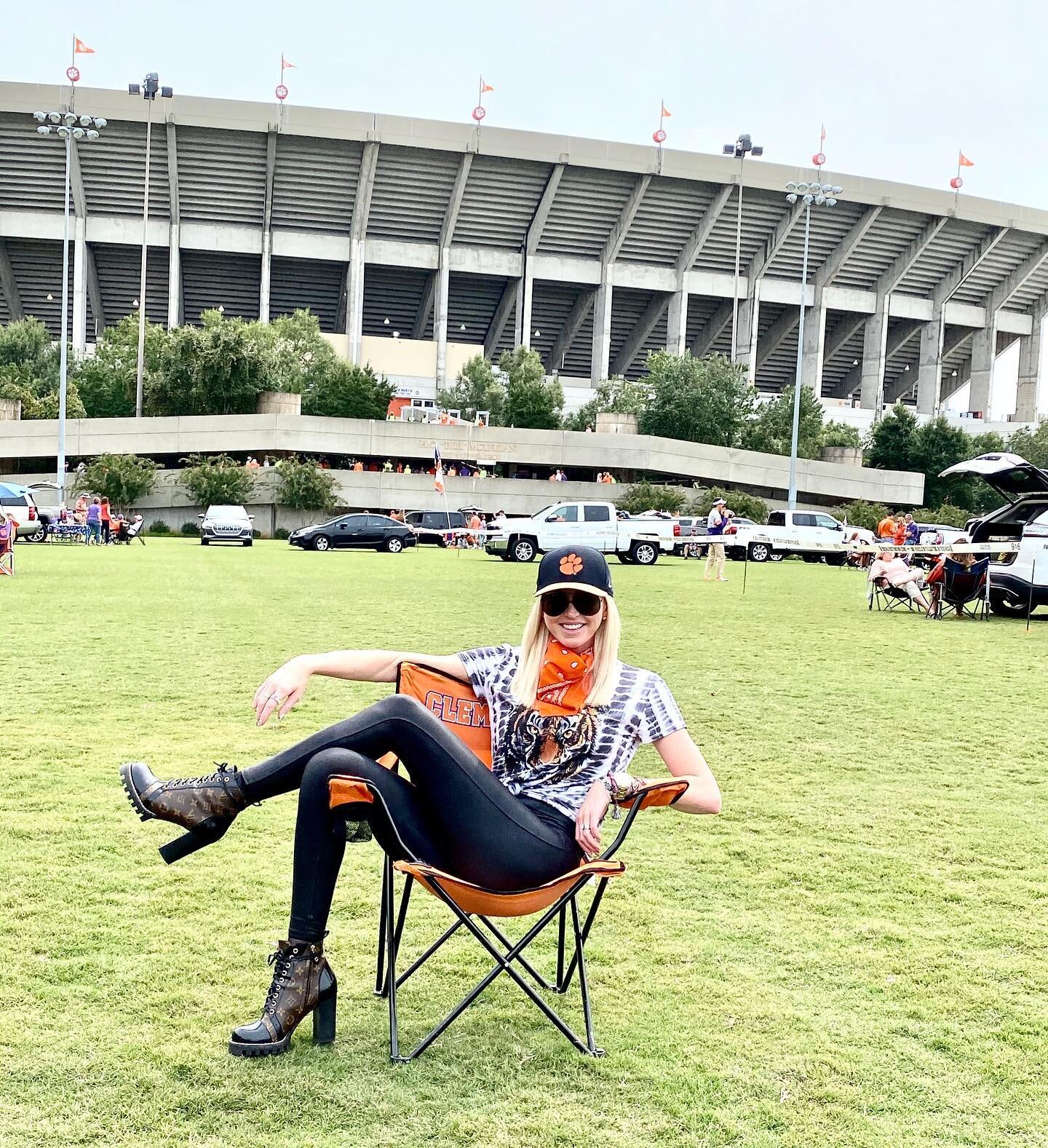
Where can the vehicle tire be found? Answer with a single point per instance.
(524, 550)
(1009, 605)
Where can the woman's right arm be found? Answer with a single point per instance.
(285, 686)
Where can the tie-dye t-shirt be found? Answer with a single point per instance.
(589, 745)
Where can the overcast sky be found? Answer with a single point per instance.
(900, 87)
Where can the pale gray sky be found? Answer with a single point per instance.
(900, 87)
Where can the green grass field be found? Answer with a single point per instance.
(852, 954)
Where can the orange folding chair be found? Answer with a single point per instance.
(475, 906)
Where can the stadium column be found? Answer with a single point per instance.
(79, 260)
(676, 326)
(930, 368)
(443, 272)
(526, 288)
(175, 268)
(1030, 369)
(984, 349)
(357, 237)
(268, 228)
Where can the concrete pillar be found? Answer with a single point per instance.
(1030, 372)
(175, 279)
(676, 324)
(79, 286)
(930, 370)
(874, 357)
(984, 349)
(602, 357)
(750, 312)
(815, 346)
(355, 298)
(440, 317)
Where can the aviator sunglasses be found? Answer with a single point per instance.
(557, 602)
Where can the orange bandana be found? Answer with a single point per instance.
(562, 682)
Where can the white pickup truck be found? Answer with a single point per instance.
(791, 531)
(582, 523)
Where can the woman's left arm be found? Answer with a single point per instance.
(684, 760)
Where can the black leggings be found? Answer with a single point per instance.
(453, 812)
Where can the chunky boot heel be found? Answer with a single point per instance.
(205, 806)
(324, 1021)
(303, 983)
(205, 834)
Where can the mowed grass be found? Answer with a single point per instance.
(852, 954)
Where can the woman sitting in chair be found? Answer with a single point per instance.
(566, 720)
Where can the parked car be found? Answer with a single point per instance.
(435, 520)
(356, 531)
(226, 523)
(19, 501)
(1018, 583)
(588, 523)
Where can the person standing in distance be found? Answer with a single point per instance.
(715, 523)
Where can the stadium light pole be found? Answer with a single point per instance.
(69, 127)
(819, 195)
(743, 146)
(148, 90)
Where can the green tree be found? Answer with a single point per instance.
(1031, 445)
(107, 380)
(123, 479)
(861, 513)
(531, 401)
(614, 395)
(705, 400)
(348, 392)
(217, 480)
(304, 486)
(773, 429)
(644, 496)
(477, 388)
(841, 434)
(217, 369)
(743, 504)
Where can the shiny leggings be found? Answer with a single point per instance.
(450, 811)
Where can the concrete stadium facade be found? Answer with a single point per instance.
(464, 240)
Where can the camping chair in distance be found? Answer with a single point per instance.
(964, 589)
(475, 906)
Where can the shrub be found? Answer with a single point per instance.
(861, 513)
(304, 486)
(643, 496)
(743, 504)
(217, 480)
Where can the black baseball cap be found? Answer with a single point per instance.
(574, 567)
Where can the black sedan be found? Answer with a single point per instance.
(357, 531)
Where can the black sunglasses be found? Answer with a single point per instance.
(557, 602)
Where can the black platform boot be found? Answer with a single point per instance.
(205, 806)
(303, 983)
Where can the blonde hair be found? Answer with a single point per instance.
(533, 648)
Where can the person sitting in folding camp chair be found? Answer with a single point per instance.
(566, 718)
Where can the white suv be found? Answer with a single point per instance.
(19, 501)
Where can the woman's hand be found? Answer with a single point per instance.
(589, 818)
(282, 690)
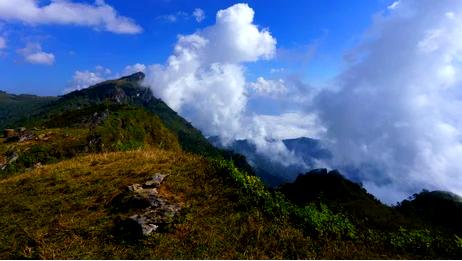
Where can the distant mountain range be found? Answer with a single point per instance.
(308, 151)
(112, 172)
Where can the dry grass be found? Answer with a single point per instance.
(63, 211)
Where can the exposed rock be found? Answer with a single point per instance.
(97, 118)
(26, 136)
(155, 182)
(152, 210)
(7, 133)
(37, 165)
(10, 158)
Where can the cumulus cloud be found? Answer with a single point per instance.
(199, 14)
(130, 69)
(33, 53)
(207, 84)
(99, 15)
(393, 116)
(289, 125)
(268, 87)
(85, 79)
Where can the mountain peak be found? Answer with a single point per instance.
(134, 77)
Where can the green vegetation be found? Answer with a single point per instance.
(61, 178)
(15, 108)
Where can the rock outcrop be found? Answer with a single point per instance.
(149, 210)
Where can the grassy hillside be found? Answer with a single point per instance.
(65, 210)
(14, 108)
(82, 182)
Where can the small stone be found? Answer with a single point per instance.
(7, 133)
(135, 187)
(156, 181)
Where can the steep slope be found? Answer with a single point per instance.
(128, 90)
(273, 172)
(14, 108)
(440, 208)
(342, 195)
(101, 174)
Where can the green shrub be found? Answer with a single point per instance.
(412, 240)
(321, 222)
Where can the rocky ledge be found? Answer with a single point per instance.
(149, 210)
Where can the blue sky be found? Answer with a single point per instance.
(312, 37)
(378, 81)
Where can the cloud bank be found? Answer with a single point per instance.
(204, 77)
(100, 15)
(393, 117)
(33, 53)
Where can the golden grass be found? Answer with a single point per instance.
(63, 211)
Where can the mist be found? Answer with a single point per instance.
(391, 118)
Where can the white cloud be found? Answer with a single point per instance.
(85, 79)
(395, 113)
(199, 15)
(33, 53)
(268, 87)
(173, 18)
(100, 15)
(393, 5)
(130, 69)
(2, 43)
(288, 125)
(207, 84)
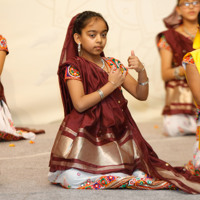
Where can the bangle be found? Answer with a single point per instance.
(177, 74)
(144, 83)
(100, 93)
(112, 82)
(142, 68)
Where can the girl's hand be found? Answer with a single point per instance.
(134, 63)
(116, 77)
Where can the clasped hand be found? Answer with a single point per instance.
(134, 63)
(116, 76)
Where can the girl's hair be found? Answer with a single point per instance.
(199, 18)
(84, 18)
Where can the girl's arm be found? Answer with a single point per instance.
(193, 79)
(135, 88)
(82, 102)
(2, 60)
(168, 73)
(139, 89)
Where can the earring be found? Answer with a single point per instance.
(79, 48)
(180, 18)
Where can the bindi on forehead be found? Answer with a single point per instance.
(94, 20)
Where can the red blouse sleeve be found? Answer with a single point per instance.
(3, 44)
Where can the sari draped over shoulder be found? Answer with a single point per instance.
(105, 138)
(2, 96)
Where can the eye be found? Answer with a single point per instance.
(92, 35)
(187, 4)
(104, 35)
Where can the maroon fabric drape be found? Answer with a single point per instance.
(2, 97)
(110, 115)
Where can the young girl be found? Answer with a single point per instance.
(191, 62)
(98, 145)
(7, 129)
(173, 44)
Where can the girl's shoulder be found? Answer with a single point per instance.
(3, 44)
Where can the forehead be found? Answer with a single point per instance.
(96, 22)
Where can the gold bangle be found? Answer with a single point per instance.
(100, 93)
(144, 83)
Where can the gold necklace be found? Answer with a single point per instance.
(188, 33)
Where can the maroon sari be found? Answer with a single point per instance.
(105, 138)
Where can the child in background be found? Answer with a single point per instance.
(191, 62)
(173, 44)
(7, 129)
(98, 145)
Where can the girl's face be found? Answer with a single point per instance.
(189, 9)
(93, 38)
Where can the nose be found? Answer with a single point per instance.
(191, 5)
(98, 38)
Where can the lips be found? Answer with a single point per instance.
(98, 48)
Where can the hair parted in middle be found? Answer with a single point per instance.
(84, 18)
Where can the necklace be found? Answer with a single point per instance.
(187, 32)
(102, 67)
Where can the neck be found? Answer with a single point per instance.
(190, 25)
(94, 59)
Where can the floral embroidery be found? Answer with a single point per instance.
(3, 44)
(114, 62)
(72, 73)
(162, 44)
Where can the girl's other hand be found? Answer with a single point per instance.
(116, 76)
(134, 63)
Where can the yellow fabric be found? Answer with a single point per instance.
(196, 56)
(196, 43)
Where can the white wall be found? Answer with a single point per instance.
(35, 32)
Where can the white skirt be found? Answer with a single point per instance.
(7, 128)
(179, 125)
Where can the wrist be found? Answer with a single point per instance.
(142, 68)
(113, 84)
(177, 73)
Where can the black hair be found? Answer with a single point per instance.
(83, 19)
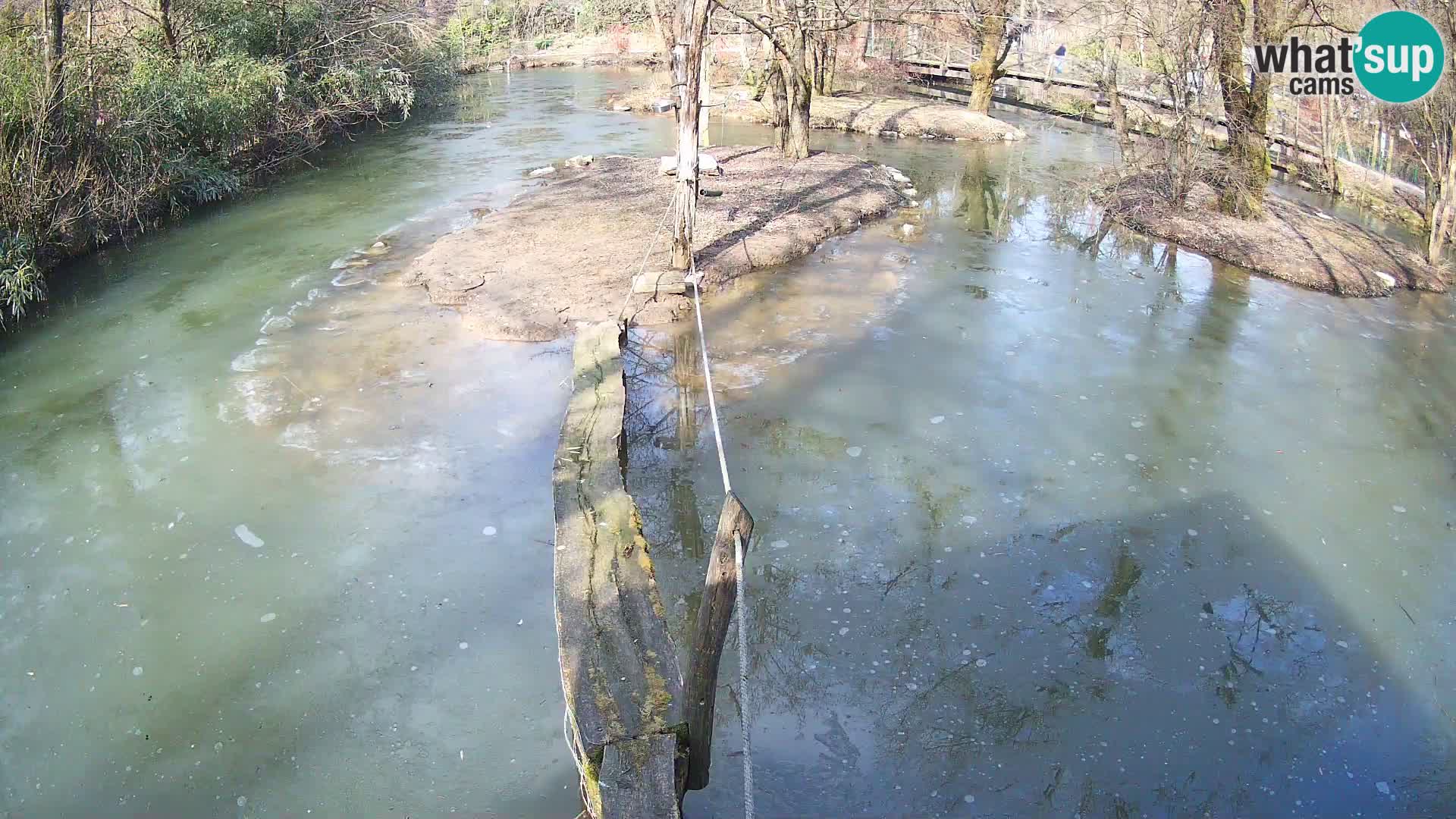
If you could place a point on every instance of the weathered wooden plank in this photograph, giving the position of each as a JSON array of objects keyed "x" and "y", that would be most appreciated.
[
  {"x": 714, "y": 617},
  {"x": 618, "y": 664},
  {"x": 637, "y": 779}
]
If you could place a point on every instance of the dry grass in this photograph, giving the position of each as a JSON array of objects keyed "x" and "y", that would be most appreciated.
[
  {"x": 861, "y": 112},
  {"x": 1291, "y": 242}
]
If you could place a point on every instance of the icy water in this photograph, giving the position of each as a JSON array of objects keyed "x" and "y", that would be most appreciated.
[
  {"x": 274, "y": 534},
  {"x": 1043, "y": 529},
  {"x": 1060, "y": 526}
]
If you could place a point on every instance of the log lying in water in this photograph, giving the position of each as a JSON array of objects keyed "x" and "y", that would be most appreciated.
[{"x": 618, "y": 664}]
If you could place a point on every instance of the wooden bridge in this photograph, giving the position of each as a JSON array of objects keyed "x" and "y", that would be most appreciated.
[{"x": 938, "y": 69}]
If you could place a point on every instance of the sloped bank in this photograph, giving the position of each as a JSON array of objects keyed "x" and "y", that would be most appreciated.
[
  {"x": 566, "y": 251},
  {"x": 1291, "y": 241}
]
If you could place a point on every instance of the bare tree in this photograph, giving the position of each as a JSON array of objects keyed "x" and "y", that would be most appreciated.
[
  {"x": 995, "y": 47},
  {"x": 55, "y": 38},
  {"x": 1247, "y": 93}
]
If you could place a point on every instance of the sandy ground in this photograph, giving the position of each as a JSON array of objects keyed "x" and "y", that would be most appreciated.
[
  {"x": 862, "y": 112},
  {"x": 1292, "y": 242},
  {"x": 566, "y": 251}
]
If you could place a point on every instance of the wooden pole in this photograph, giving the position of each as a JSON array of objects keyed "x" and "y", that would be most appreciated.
[
  {"x": 714, "y": 617},
  {"x": 688, "y": 58}
]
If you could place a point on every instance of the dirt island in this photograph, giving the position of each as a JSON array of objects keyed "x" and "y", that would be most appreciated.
[{"x": 568, "y": 249}]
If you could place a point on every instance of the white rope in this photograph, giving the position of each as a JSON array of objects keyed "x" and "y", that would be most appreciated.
[
  {"x": 737, "y": 551},
  {"x": 645, "y": 257},
  {"x": 708, "y": 378}
]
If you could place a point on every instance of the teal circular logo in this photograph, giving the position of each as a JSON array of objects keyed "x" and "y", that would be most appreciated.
[{"x": 1400, "y": 57}]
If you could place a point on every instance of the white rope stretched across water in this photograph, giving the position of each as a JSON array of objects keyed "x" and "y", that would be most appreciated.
[{"x": 695, "y": 279}]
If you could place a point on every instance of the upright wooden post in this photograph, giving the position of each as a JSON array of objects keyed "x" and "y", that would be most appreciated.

(Aim of the task)
Which lines run from the one containing "white rope in" to the end of the entries above? Quote exactly those, and only those.

(Solution below)
If you could place a point on every instance of the white rope in this photograph, giving the position of each as a JSON array of objects keyed "x" and "y", that would be most appreciated.
[
  {"x": 737, "y": 551},
  {"x": 645, "y": 257},
  {"x": 708, "y": 378}
]
If you could place a point on every instance of the teal circular logo in this photograph, giving the position of each as a JSON array of objects keyed "x" and "y", that would be most appreciated.
[{"x": 1400, "y": 57}]
If you could place a point on every instance of the white rope stretched across water in this photograph, giving the position of each as a JSON array of objects keyed "x" and "y", that would be most appreciated.
[{"x": 695, "y": 279}]
If you could place a point on every instance of the upright wooden post in this photograph, giving the position of each as a JSON array of objects keyed "x" and "y", that would be most appreciated.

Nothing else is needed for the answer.